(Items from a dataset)
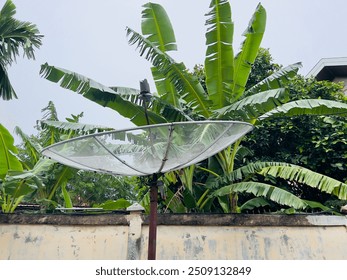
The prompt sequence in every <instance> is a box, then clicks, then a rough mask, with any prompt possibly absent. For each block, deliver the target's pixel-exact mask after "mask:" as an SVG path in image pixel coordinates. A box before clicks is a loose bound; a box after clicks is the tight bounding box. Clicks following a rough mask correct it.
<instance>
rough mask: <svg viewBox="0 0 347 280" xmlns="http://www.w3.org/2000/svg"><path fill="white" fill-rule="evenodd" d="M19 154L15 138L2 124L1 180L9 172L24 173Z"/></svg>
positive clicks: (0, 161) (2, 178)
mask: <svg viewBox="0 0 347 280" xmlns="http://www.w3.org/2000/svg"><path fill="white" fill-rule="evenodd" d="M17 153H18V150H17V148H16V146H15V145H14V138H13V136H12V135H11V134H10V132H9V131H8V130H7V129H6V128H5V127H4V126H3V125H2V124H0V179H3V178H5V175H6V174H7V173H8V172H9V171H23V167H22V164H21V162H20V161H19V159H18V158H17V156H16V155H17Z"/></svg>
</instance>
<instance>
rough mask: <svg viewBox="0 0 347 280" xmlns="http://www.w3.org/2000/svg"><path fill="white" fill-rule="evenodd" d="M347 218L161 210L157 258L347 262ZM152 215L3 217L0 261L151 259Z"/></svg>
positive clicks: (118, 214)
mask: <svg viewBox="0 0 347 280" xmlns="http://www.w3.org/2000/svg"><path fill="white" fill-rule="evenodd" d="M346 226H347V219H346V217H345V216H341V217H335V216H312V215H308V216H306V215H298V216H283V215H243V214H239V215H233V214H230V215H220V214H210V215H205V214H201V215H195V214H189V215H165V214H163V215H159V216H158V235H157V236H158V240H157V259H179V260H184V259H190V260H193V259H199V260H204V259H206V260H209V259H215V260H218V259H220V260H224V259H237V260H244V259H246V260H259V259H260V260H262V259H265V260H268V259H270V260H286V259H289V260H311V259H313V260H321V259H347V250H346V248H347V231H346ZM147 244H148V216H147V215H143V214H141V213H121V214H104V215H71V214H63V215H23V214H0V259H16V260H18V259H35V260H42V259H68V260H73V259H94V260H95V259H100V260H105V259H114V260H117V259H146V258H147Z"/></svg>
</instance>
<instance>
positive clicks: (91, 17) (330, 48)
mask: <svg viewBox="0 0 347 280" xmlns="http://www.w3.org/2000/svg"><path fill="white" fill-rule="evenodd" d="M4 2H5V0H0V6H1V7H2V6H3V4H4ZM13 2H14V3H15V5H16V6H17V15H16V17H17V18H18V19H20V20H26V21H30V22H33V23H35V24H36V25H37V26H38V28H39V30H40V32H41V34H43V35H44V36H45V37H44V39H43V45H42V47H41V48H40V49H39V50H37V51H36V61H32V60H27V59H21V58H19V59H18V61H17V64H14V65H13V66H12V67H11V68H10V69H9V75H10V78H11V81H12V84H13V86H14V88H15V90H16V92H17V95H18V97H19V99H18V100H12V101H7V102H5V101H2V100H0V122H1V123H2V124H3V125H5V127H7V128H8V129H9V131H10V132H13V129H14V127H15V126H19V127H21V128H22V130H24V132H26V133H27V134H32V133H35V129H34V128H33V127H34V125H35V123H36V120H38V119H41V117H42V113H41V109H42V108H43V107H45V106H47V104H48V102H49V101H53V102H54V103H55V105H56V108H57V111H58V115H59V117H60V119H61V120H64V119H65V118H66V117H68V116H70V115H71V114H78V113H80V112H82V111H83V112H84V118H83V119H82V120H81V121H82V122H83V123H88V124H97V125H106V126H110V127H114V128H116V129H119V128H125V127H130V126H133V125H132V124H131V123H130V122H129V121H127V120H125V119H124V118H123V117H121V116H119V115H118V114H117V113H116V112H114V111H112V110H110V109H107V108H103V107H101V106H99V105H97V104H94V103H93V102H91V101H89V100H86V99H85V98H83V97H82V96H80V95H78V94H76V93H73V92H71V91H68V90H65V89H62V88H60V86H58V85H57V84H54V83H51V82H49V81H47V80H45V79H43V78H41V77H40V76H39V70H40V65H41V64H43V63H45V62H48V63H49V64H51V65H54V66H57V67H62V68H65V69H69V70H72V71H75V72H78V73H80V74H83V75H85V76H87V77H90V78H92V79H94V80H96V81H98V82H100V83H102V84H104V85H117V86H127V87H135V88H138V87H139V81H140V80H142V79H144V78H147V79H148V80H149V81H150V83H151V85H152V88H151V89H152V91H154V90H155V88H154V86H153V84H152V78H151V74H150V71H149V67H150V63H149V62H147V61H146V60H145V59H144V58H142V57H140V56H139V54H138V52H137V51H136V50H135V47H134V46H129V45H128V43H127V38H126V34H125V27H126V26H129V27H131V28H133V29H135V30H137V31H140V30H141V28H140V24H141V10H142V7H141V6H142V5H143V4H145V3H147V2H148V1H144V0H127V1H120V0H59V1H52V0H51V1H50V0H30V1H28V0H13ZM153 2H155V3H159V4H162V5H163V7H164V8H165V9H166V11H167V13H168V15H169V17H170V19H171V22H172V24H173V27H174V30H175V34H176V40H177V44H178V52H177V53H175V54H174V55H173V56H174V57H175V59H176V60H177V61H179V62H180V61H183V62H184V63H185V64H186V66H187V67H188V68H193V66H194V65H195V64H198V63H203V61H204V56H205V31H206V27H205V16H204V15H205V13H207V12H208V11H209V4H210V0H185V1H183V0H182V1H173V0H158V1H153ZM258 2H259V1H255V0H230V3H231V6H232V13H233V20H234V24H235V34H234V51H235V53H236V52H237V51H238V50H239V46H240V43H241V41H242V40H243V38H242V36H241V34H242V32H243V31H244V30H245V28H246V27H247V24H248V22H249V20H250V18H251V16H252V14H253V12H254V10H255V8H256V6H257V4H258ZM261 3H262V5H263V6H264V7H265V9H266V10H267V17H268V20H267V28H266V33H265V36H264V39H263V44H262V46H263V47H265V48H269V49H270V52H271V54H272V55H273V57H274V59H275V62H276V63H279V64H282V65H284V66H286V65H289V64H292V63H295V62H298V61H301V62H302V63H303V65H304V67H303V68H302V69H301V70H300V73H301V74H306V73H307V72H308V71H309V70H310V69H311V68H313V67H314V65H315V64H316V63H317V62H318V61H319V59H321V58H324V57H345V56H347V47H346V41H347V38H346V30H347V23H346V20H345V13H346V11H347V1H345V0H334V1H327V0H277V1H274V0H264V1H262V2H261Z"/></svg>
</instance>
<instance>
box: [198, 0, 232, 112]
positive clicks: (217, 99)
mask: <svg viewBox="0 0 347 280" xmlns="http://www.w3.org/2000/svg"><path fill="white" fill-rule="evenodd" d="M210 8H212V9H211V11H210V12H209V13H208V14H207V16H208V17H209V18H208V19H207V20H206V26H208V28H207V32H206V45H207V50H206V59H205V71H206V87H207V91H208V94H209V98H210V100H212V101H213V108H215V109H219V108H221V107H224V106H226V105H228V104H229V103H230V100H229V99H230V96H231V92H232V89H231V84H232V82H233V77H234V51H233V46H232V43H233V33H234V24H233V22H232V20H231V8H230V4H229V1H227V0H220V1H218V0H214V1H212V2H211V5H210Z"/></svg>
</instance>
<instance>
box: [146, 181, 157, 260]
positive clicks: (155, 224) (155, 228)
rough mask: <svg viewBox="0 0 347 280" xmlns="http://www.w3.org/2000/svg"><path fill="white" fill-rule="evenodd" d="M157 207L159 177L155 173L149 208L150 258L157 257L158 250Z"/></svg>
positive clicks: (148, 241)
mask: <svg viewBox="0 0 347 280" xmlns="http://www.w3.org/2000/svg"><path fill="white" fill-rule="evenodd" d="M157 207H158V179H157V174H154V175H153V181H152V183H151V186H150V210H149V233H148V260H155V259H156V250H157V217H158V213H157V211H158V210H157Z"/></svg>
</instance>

- [Instructions for the task] Change every occurrence of "positive clicks" in the data above to "foreground clicks", leaving all other text unchanged, and reproduce the data without the pictures.

- [Your response]
The prompt sequence in every <instance> is a box, then clicks, then a rough mask, with any prompt possibly absent. For each block, deliver the target's pixel-exact mask after "mask:" as an SVG path in image pixel coordinates. A box before clicks is a loose bound; a box after clicks is the tight bounding box. Clicks following a rough mask correct it.
<instance>
rough mask: <svg viewBox="0 0 347 280" xmlns="http://www.w3.org/2000/svg"><path fill="white" fill-rule="evenodd" d="M19 154L15 138L2 124L1 180L9 172L24 173Z"/></svg>
foreground clicks: (0, 161) (2, 178)
mask: <svg viewBox="0 0 347 280" xmlns="http://www.w3.org/2000/svg"><path fill="white" fill-rule="evenodd" d="M17 153H18V150H17V148H16V146H15V145H14V138H13V136H12V135H11V134H10V132H9V131H8V130H7V129H6V128H5V127H4V126H3V125H2V124H0V179H3V178H5V175H6V174H7V173H8V172H9V171H23V167H22V164H21V162H20V161H19V159H18V158H17V156H16V155H17Z"/></svg>
</instance>
<instance>
rough mask: <svg viewBox="0 0 347 280" xmlns="http://www.w3.org/2000/svg"><path fill="white" fill-rule="evenodd" d="M347 218L161 210L157 258L347 262ZM152 215L3 217L0 261L151 259Z"/></svg>
foreground clicks: (118, 214)
mask: <svg viewBox="0 0 347 280" xmlns="http://www.w3.org/2000/svg"><path fill="white" fill-rule="evenodd" d="M346 226H347V219H346V217H345V216H341V217H335V216H312V215H308V216H306V215H298V216H283V215H243V214H239V215H233V214H230V215H220V214H210V215H205V214H201V215H195V214H189V215H165V214H163V215H159V216H158V235H157V236H158V240H157V259H179V260H184V259H190V260H193V259H199V260H204V259H206V260H209V259H215V260H218V259H220V260H224V259H237V260H244V259H246V260H259V259H260V260H262V259H265V260H268V259H270V260H286V259H289V260H311V259H313V260H321V259H347V250H346V248H347V231H346ZM147 244H148V216H147V215H143V214H141V213H121V214H104V215H71V214H63V215H23V214H0V259H16V260H18V259H35V260H42V259H68V260H73V259H94V260H95V259H100V260H105V259H114V260H117V259H146V258H147Z"/></svg>
</instance>
<instance>
foreground clicks: (91, 17) (330, 48)
mask: <svg viewBox="0 0 347 280" xmlns="http://www.w3.org/2000/svg"><path fill="white" fill-rule="evenodd" d="M4 2H5V0H0V6H1V7H2V6H3V4H4ZM13 2H14V3H15V5H16V6H17V15H16V17H17V18H18V19H20V20H26V21H30V22H33V23H35V24H36V25H37V26H38V28H39V30H40V32H41V34H43V35H44V36H45V37H44V39H43V45H42V47H41V48H40V49H39V50H37V51H36V61H32V60H27V59H21V58H19V59H18V61H17V64H14V65H13V66H12V67H11V68H10V69H9V75H10V78H11V81H12V84H13V86H14V88H15V90H16V92H17V95H18V97H19V99H18V100H12V101H7V102H5V101H2V100H0V122H1V123H2V124H3V125H5V127H7V128H8V129H9V131H10V132H13V129H14V127H15V126H19V127H21V128H22V130H24V132H26V133H27V134H32V133H35V129H34V128H33V127H34V125H35V123H36V120H38V119H41V117H42V113H41V109H42V108H43V107H45V106H47V104H48V102H49V101H53V102H54V103H55V105H56V108H57V111H58V115H59V117H60V119H61V120H64V119H65V118H66V117H68V116H70V115H71V114H78V113H80V112H82V111H83V112H84V118H83V119H82V120H81V121H82V122H83V123H88V124H97V125H106V126H110V127H114V128H116V129H119V128H125V127H130V126H133V125H132V124H131V123H130V122H129V121H127V120H125V119H124V118H123V117H121V116H119V115H118V114H117V113H116V112H114V111H112V110H110V109H107V108H103V107H101V106H99V105H97V104H94V103H93V102H91V101H89V100H86V99H85V98H83V97H82V96H80V95H78V94H76V93H73V92H71V91H68V90H65V89H62V88H60V86H58V85H57V84H54V83H51V82H49V81H47V80H45V79H43V78H41V77H40V76H39V70H40V65H41V64H43V63H45V62H48V63H49V64H51V65H54V66H57V67H62V68H65V69H69V70H72V71H75V72H78V73H80V74H83V75H85V76H87V77H90V78H92V79H94V80H96V81H98V82H100V83H102V84H104V85H117V86H127V87H135V88H138V87H139V81H140V80H142V79H144V78H147V79H148V80H149V81H150V83H151V85H152V88H151V89H152V91H154V90H155V88H154V86H153V84H152V78H151V74H150V71H149V67H150V63H149V62H147V61H146V60H145V59H144V58H142V57H140V56H139V54H138V52H137V51H136V50H135V47H134V46H129V45H128V43H127V38H126V34H125V27H126V26H129V27H131V28H133V29H135V30H137V31H140V30H141V28H140V24H141V10H142V7H141V6H142V5H143V4H145V3H147V2H148V1H144V0H127V1H120V0H59V1H52V0H51V1H50V0H30V1H28V0H13ZM153 2H155V3H159V4H162V5H163V7H164V8H165V9H166V11H167V13H168V15H169V17H170V19H171V22H172V24H173V27H174V30H175V34H176V40H177V44H178V52H177V53H175V54H174V55H173V56H174V57H175V59H176V60H177V61H179V62H180V61H183V62H184V63H185V64H186V66H187V67H188V68H193V66H194V65H195V64H198V63H203V61H204V56H205V31H206V27H205V16H204V15H205V13H207V12H208V11H209V4H210V0H185V1H183V0H182V1H173V0H158V1H153ZM258 2H259V1H255V0H230V3H231V6H232V13H233V20H234V24H235V34H234V51H235V53H236V52H237V51H238V50H239V46H240V43H241V41H242V40H243V38H242V36H241V34H242V32H243V31H244V30H245V28H246V27H247V24H248V22H249V20H250V18H251V16H252V14H253V12H254V10H255V8H256V6H257V4H258ZM261 3H262V5H263V6H264V7H265V9H266V10H267V17H268V20H267V28H266V33H265V36H264V39H263V44H262V46H263V47H265V48H269V49H270V52H271V54H272V55H273V57H274V59H275V62H276V63H279V64H282V65H284V66H286V65H289V64H292V63H295V62H298V61H301V62H302V63H303V65H304V67H303V68H302V69H301V70H300V73H301V74H306V73H307V72H308V71H309V70H310V69H311V68H313V67H314V65H315V64H316V63H317V62H318V61H319V59H321V58H324V57H345V56H347V47H346V41H347V38H346V30H347V23H346V20H345V13H346V11H347V1H345V0H334V1H327V0H277V1H274V0H264V1H262V2H261Z"/></svg>
</instance>
<instance>
box: [198, 0, 232, 112]
foreground clicks: (217, 99)
mask: <svg viewBox="0 0 347 280" xmlns="http://www.w3.org/2000/svg"><path fill="white" fill-rule="evenodd" d="M210 8H212V9H211V11H210V12H209V13H208V14H207V16H208V17H209V18H208V19H207V20H206V26H208V28H207V32H206V45H207V50H206V59H205V71H206V87H207V91H208V94H209V98H210V100H212V101H213V108H215V109H219V108H221V107H224V106H226V105H228V104H229V103H230V100H229V99H230V96H231V92H232V89H231V84H232V82H233V77H234V51H233V46H232V43H233V33H234V24H233V22H232V20H231V8H230V4H229V1H227V0H220V1H218V0H214V1H212V2H211V5H210Z"/></svg>
</instance>
<instance>
box: [146, 181, 157, 260]
foreground clicks: (155, 224) (155, 228)
rough mask: <svg viewBox="0 0 347 280" xmlns="http://www.w3.org/2000/svg"><path fill="white" fill-rule="evenodd" d="M157 207L159 177L155 173L149 208L150 258L157 257L158 250Z"/></svg>
foreground clicks: (148, 241)
mask: <svg viewBox="0 0 347 280" xmlns="http://www.w3.org/2000/svg"><path fill="white" fill-rule="evenodd" d="M157 207H158V179H157V174H154V175H153V181H152V183H151V186H150V210H149V233H148V260H155V259H156V250H157V217H158V213H157V211H158V210H157Z"/></svg>
</instance>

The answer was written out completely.